— TEXT SECTION —
....

The
advantages of running vehicles on liquefied petroleum gas might prompt motorists
to ask ‘What’s the catch?’ Shortage of refueling outlets is cited as one drawback,
but LPG conversion specialists say the pros far outweigh the cons and point
out the garage business opportunities. Report by Vaughan Freeman.


It’s cleaner and greener than petrol or diesel, kinder to engines, more economical, readily available, quieter, and sounds too good to be true.


For many, Liquefied Petroleum Gas (LPG) is an unknown quantity. For others
its growing popularity, driven by government grants and a freeze on LPG duty,
is proving great for business.

Bedini Sales UK
are
LPG specialists, and
have converted a wide
range of models

Conversion equipment specialists Bedini Sales UK says it’s been involved in
models ranging from Shoguns and Land Rovers, to a Honda Integra and a Nissan
QX. Adam Raven, the company’s workshop manager, commented: “A conversion on
a 4.0 litre Discovery – including removing the petrol tank, replacing it with
two LPG cylinders in a cradle, and then fitting an eight gallon auxiliary petrol
tank in the spare wheel well – typically costs in the region of £1,800 plus
VAT. The cost of conversions generally varies, from £750 plus VAT on a carburetor
Land Rover, to £2,000 and above on the latest cars, with extra LPG tanks tucked
into the sills for greater range.”


Raven added: “That gives the car a range of around 170 miles on the LPG and,
of course, the additional mileage from petrol in the case of dual-fuel vehicles.
Most people convert for financial reasons, and enjoy the fact that it is good
for the environment too.”



Bedini has a substantial UK dealer network, and its LPG fitter training programme
places special emphasis on safety, and on the longevity of the dealer installations.



Transport Action, the government-backed agency charged with promoting alternative
fuels, predicts demand will rise sharply this year for cars powered by LPG,
the generic name for commercial propane and commercial butane, a hydrocarbon
byproduct from the oil and gas industries. The agency recently forecast that
another 100,000 LPG vehicles will appear on our roads over the next two years.



Government grants towards conversions are available through Transport Action’s
Power Shift scheme on vehicles under a year old on the scheme’s approved register.
The grants cover up to 75 per cent of the conversion costs, depending on the
level of emissions compared to the Euro lll standards. Grants cannot be made
retrospectively.

Transport Action
forecasts that another 100,000 LPG vehicles will appear on our roads over
the next two years

The LPG Association believes such incentives will boost the number of LPG powered
vehicles in the UK from around 30-40,000 now to around 250,000 by 2004. On a
shorter range forecast, numbers embracing the annual rate of conversions and
vehicles featuring LPG as original equipment are expected to show a more modest
increase from 40,000 this year to around 50,000 in 2002.

....

— TASKS FOR THIS EXERCISE —
A. In the article on LPG conversions, what does a conversion on a 4.0 litre Discovery typically cost?
B. Decide whether each statement agrees with the article on LPG conversions. Answer yes or no for each, and quote the words that decide it.
(i) Grants toward conversions can be made retrospectively.
(ii) Power Shift grants cover up to 75 per cent of conversion costs.
(iii) Transport Action predicts another 100,000 LPG vehicles on the roads over the next two years.
C. Write the next part of the article on LPG conversions, starting after its final sentence.

....

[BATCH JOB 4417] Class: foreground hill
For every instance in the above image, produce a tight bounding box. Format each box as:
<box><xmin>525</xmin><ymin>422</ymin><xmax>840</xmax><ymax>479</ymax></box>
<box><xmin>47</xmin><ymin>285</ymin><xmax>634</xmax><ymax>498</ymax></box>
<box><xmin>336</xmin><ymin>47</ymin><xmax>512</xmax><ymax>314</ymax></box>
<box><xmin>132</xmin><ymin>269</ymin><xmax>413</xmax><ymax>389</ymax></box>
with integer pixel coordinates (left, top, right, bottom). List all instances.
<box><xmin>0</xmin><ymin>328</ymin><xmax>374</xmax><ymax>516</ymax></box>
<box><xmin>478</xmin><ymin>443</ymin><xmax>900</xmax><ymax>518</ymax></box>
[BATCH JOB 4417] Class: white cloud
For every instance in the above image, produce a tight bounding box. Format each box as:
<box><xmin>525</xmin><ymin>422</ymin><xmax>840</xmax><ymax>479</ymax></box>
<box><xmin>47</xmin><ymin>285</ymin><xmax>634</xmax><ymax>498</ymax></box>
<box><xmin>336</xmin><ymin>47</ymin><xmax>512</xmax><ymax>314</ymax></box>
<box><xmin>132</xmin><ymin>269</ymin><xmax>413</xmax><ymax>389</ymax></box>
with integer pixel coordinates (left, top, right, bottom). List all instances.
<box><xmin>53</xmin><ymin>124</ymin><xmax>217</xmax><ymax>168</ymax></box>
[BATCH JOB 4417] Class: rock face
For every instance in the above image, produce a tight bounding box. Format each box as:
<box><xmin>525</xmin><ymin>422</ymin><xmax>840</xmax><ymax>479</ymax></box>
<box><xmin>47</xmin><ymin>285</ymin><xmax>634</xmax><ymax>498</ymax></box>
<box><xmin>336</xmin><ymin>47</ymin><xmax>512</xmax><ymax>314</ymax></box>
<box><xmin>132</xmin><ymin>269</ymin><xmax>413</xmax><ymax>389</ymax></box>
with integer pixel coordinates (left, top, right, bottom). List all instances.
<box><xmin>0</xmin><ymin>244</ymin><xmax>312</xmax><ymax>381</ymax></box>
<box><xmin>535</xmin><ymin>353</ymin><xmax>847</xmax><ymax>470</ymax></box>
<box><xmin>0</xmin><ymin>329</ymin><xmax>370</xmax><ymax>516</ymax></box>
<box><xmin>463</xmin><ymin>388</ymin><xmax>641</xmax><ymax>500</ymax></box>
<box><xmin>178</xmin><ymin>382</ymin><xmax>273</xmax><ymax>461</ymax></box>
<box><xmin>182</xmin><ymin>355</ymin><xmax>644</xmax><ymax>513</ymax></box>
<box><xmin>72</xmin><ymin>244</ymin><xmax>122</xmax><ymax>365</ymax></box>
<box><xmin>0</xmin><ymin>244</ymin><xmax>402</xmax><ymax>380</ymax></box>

....

— ANSWER LIST —
A. In the region of £1,800 plus VAT.

B.
(i) No: "Grants cannot be made retrospectively."
(ii) Yes: "The grants cover up to 75 per cent of the conversion costs"
(iii) Yes: "another 100,000 LPG vehicles will appear on our roads over the next two years"

C.
Such figures, however, pale against a global total of around five million LPG
vehicles. There are more than a million in Italy, 1.2m in Japan, 800,000 in
Korea and half a million in Australia.


Along with grant aid for conversion, the last Budget saw a reduction in LPG
duty of 9p per kilogam, equivalent to 3p per litre, frozen until 2004. LPG now
retails for less than 40p per litre compared to average petrol and diesel prices
of 72ppl to 80ppl.


At the same time, the main drawback to LPG – where to fill up – is gradually being dealt with. From fewer than 100 refueling points just a few years ago, there are now 700, with 1,000 expected to be open by the end of the year. Simon Hawkins, sales and training manager with Jaymic Alternative Fuel Systems, says: “We have more than 150 trained installers around the UK. There are six or seven other companies doing similar work, importing the conversion kits, and training staff to install them.


“For the most part it is the high-mileage private individual who is the most enthusiastic LPG ‘convert’, but we are also seeing more interest among small fleets.


“One difficulty is that people want to know what the LPG conversion will do
to the residual value of their vehicles, and whether the fuel price differential
will stay with us after 2004.”



Wider ignorance about LPG is also an issue says Bedini’s Adam Raven, who explained:
“I run a Galant converted to LPG and took it to a main Mitsubishi dealer to
trade it against an estate. He was not interested in the deal because he knew
absolutely nothing about LPG.”



For those, and others like him, Simon Hawkins points out benefits additional
to running costs. “LPG is a cleaner burn as there is no cylinder wash – the
fuel is already a vapour when it is drawn into the engine. Also, you don’t get
the oil dilution so it is better for the engine.

LPG retails at 40p

per litre, making it a far cheaper alternative to
Petrol and Diesel

“It almost seems too sensible to be true,” added Hawkins, “and people wonder
what the catch is, but with the Queen owning three LPG cars, and John Prescott
and Tony Blair having one apiece, it’s getting a higher profile.”


As for the workshop business opportunity, Hawkins commented: “It’s straightforward
enough. If you are an experienced technician, and have the basic garage equipment,
the training is reasonably priced.”



Because of its business potential, there are concerns that it will be exploited
by rogue operators. It needs only one bodged conversion on a non-approved car
and a tank explosion to blacken LPG’s image. Also, there are the sceptics who
argue that if LPG market penetration is sufficiently high, a subsequent rise
in fuel duty will make it less attractive for the consumer.



Even so, for Adam Raven the pros outweigh the cons. His primary concern is that
the British auto industry is not taking full advantage. “With more than 650
fitting stations now in place and most major OEMs offering Autogas options on
their vehicles, the LPG industry is here to stay.


“However, we are lagging far behind Holland and Italy. We need people in Britain
working on solving the technological and electronics challenges that newer vehicles
pose for LPG conversions, instead of constantly having to look for solutions
abroad.”



Adam Raven agrees: “Modern vehicles are becoming more and more challenging to
convert to dual fuel and there is a need for positive and forward-thinking designers
with automotive and electronics backgrounds to address the issues.”



Contacts:

Liquid Petroleum Gas Association: www.LPGA.co.uk

Government information: www.transportaction.org.uk


To view related research reports, please follow the links
below:-

Electric
& Alternative Fuel Vehicles & Components – Private Companies Report

Forecourt
Retailing (UK)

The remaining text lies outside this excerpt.